■ PARTS OF THE EXERCISE ■
[1] From the recollection of psychiatrist Jack Katzow, reproduce word for word the part that opens with the words containing "Jack’s office was" and closes with "patients at a time.".
[2] In the recollection of psychiatrist Jack Katzow, why did Dr Frederick Goodwin say to begin with Jack Katzow when getting to know the area's practicing psychiatrists?

■ EXTRACTED TEXT ■
• • •

After finishing my psychiatric training, when I began work in my home city of Washington DC in the late 1990s, Dr Frederick Goodwin, who had accepted the task of mentoring me, told me I should get to know some of the practicing psychiatrists in the area. “Begin with Jack Katzow,” he said. “He’s very experienced.” Not only would Jack turn out be an experienced colleague and fellow clinician/researcher, he became a kind fatherly friend for two decades.

Jack’s office was in Washington Circle, across the street from George Washington University Hospital, where I worked. Often, I’d cross the street and visit with him, sitting next to that fireplace in his cozy office. Jack had been sitting there since the late 1960s, when he opened what he told me was the first psychopharmacology practice in the city. In an era when federal health insurance paid for unlimited psychoanalysis, and one could make a living psychoanalyzing a dozen patients for an hour daily, Jack decided to use medications to treat the diseases of the mind in hundreds of patients at a time.

He was trained in psychoanalytic psychiatry with the best of them, a graduate of the premier residence of that era, Harvard’s Massachusetts Mental Health Center program. He was a protégé of Gerald Klerman, a leading Harvard psychiatrist who would later be Jimmy Carter’s top mental health aide (they regularly met in Georgetown for lunch during this period) and a driving force behind DSM-III, the 1980 massive change in psychiatric diagnosis. The profession caught up with Jack about 20 years later when, influenced by Klerman among others, psychopharmacology replaced psychoanalysis as the main treatment given. By the 1990s, when I arrived, Jack was a senior figure in DC psychiatry: he had treated some prominent figures in the city, had his own local public radio talk show about psychiatry, had taught residents at GWU, had maintained almost three decades of continuous private practice in the same location. Twice my age, he treated me like an equal from the start, and we eventually published a half dozen scientific papers together (mostly on the bipolar spectrum concept, its diagnosis, and potential medication treatments).

• • •

■ INPUT DATA ■
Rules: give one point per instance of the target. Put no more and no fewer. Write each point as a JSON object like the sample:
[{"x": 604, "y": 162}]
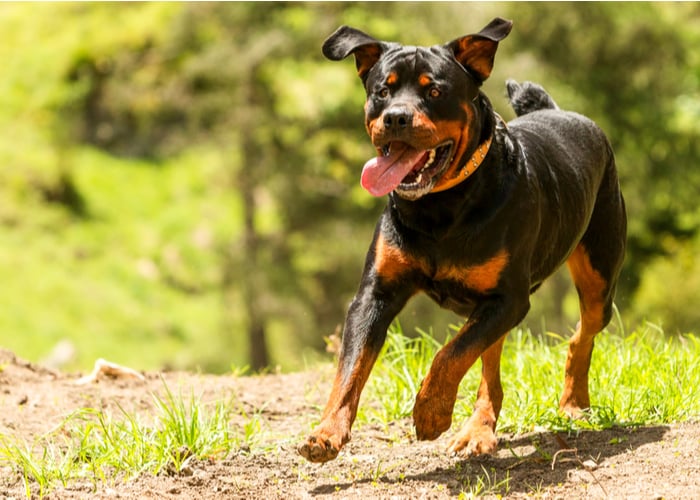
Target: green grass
[
  {"x": 640, "y": 378},
  {"x": 97, "y": 445}
]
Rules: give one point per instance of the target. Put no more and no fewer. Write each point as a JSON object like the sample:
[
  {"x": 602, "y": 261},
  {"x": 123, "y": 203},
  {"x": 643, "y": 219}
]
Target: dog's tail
[{"x": 527, "y": 97}]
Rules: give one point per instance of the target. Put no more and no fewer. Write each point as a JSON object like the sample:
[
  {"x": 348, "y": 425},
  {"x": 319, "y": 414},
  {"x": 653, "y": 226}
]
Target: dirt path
[{"x": 653, "y": 462}]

• • •

■ OUTPUTS IN ORDER ■
[1]
Jack’s office was in Washington Circle, across the street from George Washington University Hospital, where I worked. Often, I’d cross the street and visit with him, sitting next to that fireplace in his cozy office. Jack had been sitting there since the late 1960s, when he opened what he told me was the first psychopharmacology practice in the city. In an era when federal health insurance paid for unlimited psychoanalysis, and one could make a living psychoanalyzing a dozen patients for an hour daily, Jack decided to use medications to treat the diseases of the mind in hundreds of patients at a time.

[2] Goodwin said to begin with Jack Katzow because he was very experienced.